Copy each line below that includes "point".

==== Provided data

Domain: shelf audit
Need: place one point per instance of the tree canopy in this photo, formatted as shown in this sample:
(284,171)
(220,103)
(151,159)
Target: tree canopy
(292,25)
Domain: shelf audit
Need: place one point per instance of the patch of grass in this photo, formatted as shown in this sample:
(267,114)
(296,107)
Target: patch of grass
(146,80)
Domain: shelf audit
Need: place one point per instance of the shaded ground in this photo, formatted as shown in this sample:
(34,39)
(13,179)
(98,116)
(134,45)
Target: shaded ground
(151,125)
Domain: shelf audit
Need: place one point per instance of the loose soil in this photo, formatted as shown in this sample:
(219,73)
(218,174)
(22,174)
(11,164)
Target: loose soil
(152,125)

========

__Solution for this problem__:
Need: place one point per instance of the tree canopy in this photo, formatted as shown in this sample:
Need: place one point per instance of the patch of grass in this photo, formatted as shown in this sample:
Need: place one point per instance of the shaded ground in this photo, formatted as shown in this sample:
Need: place one point per instance of the loose soil in this photo, formatted as shown in this sample:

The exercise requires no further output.